**Request 1:** According to the forum thread, which column holds the groups of subjects?
**Request 2:** Retype the forum thread starting at "ABC XXX,2231,Math# Physics,0.45,2" and ending at "variable called $Entry)".

Substituting in a group

aquadoll · Jun 20, 2008

(Duplicate copy - not sure if the previous msg got posted !!)

Hello,
I am having the following kind of lines:

ABC XXX,2231,"Math, Physics",0.45,2
PQR ERR,2217,"Physics, Chemistry, Math",0.21,5
ABC PQR,1213,Physics,0.5,1

I want to detect when there are groups of subjects in the 3rd column,
remove the quotes in those cases and replace the comma by # inside the
groups. So, the above lines would be transformed to:

ABC XXX,2231,Math# Physics,0.45,2
PQR ERR,2217,Physics# Chemistry# Math,0.21,5
ABC PQR,1213,Physics,0.5,1

I could not think of any one-liner, so I tried the following:
(Assuming I am reading each line in a variable called $Entry)

if($Entry =~ /"[A-Za-z\s]*(,[A-Za-z\s]*)+"/)

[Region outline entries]
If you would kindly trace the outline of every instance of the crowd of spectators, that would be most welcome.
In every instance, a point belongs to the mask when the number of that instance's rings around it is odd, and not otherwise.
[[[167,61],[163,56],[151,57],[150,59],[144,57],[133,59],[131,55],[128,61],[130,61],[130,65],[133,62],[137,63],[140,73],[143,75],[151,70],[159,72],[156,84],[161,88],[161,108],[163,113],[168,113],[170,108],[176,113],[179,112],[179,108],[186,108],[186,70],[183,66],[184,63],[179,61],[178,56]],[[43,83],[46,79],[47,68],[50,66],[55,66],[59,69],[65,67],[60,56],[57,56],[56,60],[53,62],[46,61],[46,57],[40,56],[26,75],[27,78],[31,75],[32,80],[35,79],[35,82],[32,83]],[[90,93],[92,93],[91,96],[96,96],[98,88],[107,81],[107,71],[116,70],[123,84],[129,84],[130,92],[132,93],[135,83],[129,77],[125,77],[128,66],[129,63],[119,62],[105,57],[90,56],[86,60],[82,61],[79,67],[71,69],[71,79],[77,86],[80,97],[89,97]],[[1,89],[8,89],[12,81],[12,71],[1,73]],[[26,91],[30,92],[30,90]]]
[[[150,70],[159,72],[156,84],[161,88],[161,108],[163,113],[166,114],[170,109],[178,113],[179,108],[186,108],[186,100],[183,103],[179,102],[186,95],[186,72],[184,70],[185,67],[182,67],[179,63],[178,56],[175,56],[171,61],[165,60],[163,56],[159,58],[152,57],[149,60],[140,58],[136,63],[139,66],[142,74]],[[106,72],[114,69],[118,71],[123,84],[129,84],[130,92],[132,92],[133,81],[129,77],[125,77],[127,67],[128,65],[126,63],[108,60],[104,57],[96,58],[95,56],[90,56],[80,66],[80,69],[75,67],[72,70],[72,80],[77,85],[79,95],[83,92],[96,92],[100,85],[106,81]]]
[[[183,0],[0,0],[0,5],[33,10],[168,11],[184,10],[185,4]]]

**Final answer 1:** The 3rd column.

**Final answer 2:**
ABC XXX,2231,Math# Physics,0.45,2
PQR ERR,2217,Physics# Chemistry# Math,0.21,5
ABC PQR,1213,Physics,0.5,1

I could not think of any one-liner, so I tried the following:
(Assuming I am reading each line in a variable called $Entry)